**EXERCISE INSTRUCTIONS:** Retype, exactly and only, each line from the one containing "wave in it, returning each bounding box." to the end of the records below.

**GIVEN DATA:**

● ● ● ●

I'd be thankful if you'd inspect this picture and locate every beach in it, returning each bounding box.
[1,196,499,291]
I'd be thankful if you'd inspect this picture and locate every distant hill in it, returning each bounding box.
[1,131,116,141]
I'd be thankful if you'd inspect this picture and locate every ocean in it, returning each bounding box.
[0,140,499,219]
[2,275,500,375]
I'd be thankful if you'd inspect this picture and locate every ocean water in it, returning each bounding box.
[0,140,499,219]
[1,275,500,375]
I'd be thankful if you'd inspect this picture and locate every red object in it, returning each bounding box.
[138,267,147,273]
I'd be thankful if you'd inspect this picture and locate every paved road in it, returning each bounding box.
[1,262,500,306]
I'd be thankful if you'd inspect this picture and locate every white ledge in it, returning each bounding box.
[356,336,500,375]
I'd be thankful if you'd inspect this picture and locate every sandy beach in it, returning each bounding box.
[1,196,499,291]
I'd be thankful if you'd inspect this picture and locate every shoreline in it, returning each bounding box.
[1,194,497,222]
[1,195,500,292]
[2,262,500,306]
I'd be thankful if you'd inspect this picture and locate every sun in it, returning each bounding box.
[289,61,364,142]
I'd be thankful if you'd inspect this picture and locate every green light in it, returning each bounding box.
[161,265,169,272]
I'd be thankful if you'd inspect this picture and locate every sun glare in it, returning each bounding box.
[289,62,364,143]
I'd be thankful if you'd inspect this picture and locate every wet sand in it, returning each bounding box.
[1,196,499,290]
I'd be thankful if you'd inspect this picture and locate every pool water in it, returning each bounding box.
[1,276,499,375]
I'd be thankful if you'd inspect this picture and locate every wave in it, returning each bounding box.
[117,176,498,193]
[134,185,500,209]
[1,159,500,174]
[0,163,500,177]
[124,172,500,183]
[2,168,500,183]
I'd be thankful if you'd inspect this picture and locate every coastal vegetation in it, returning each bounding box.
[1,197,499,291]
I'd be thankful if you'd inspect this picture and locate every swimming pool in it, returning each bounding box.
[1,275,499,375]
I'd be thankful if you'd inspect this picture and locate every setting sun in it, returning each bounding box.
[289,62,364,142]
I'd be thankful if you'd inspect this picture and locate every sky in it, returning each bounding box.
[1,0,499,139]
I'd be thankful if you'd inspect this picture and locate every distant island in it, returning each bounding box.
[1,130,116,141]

● ● ● ●

**EXERCISE SOLUTION:**
I'd be thankful if you'd inspect this picture and locate every wave in it, returning each bounding box.
[117,176,498,193]
[134,185,500,209]
[1,159,500,174]
[0,163,500,177]
[124,172,500,183]
[2,168,500,183]
I'd be thankful if you'd inspect this picture and locate every coastal vegetation in it, returning each bounding box.
[1,197,499,291]
I'd be thankful if you'd inspect this picture and locate every swimming pool in it, returning each bounding box.
[1,275,499,375]
I'd be thankful if you'd inspect this picture and locate every setting sun in it, returning each bounding box.
[289,62,364,142]
I'd be thankful if you'd inspect this picture and locate every sky in it, returning each bounding box.
[1,0,499,139]
I'd be thankful if you'd inspect this picture and locate every distant island in it, returning each bounding box.
[1,130,116,141]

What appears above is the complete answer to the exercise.